■ Exercise directions: Rewrite all of the material below line by line with the wording unchanged, scaling every polygon vertex coordinate by 2 and rounding each result to a whole number, with halves rounded up.
[BEGIN Exercise inputs]
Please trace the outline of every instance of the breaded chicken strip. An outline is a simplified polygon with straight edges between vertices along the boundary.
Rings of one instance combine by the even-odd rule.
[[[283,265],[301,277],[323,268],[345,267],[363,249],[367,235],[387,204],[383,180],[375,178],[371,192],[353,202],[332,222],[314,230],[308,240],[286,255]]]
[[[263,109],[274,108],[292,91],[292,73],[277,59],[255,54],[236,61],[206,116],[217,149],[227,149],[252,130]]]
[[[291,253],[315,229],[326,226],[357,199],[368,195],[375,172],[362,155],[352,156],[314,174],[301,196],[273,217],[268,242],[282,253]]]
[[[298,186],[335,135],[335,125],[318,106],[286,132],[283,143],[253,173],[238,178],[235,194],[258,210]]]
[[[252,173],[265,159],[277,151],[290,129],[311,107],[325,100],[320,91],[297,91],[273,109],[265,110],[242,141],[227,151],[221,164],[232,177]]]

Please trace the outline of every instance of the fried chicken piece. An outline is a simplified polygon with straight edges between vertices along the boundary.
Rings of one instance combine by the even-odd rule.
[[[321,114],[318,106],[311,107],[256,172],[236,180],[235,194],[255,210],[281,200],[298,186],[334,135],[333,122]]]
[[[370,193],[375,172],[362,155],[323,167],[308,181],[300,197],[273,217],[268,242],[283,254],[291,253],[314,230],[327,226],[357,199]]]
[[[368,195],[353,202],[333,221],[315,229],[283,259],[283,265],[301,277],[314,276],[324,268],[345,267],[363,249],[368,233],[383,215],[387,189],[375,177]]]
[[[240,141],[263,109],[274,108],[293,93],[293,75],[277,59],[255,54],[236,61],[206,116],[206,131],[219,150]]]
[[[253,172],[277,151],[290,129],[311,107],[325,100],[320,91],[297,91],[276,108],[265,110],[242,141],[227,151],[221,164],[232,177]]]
[END Exercise inputs]
■ Final answer:
Please trace the outline of every instance of the breaded chicken strip. An outline is a simplified polygon with straight edges between vertices along the boundary.
Rings of one instance combine by the even-odd rule.
[[[566,530],[602,554],[646,536],[690,534],[726,498],[734,470],[774,408],[766,360],[750,356],[742,384],[706,404],[664,444],[628,460],[616,480],[572,510]]]
[[[526,218],[548,216],[584,182],[584,146],[554,118],[510,108],[472,122],[412,232],[434,298],[454,298],[504,260]]]
[[[582,506],[630,458],[652,452],[714,398],[736,390],[750,344],[724,310],[704,312],[628,348],[602,392],[546,434],[536,484],[564,506]]]
[[[596,372],[670,270],[670,250],[636,212],[572,264],[566,286],[506,346],[476,356],[470,388],[516,420]]]
[[[504,346],[530,318],[554,302],[580,258],[622,214],[650,200],[640,182],[594,182],[546,218],[530,220],[484,282],[454,302],[442,328],[464,354]]]

Please trace the outline of every instance of the fried chicken piece. An outline is a simplified polygon with straight edges between vertices along the boundary.
Rings of one instance combine by the even-odd rule.
[[[642,228],[636,212],[622,214],[512,344],[472,360],[470,388],[510,420],[562,400],[596,372],[668,270],[666,244]]]
[[[740,386],[750,344],[724,310],[646,334],[616,362],[600,394],[546,434],[536,484],[566,508],[582,506],[628,460],[654,452],[714,398]]]
[[[736,390],[706,404],[666,442],[630,458],[566,518],[566,530],[602,554],[628,552],[648,536],[690,534],[726,498],[736,466],[766,430],[774,378],[750,354]]]
[[[480,282],[526,218],[548,216],[586,186],[586,150],[554,118],[510,108],[472,122],[412,232],[412,262],[438,300]]]
[[[506,344],[554,302],[580,258],[622,214],[650,200],[640,182],[594,182],[552,216],[530,220],[484,282],[454,302],[442,328],[464,354]]]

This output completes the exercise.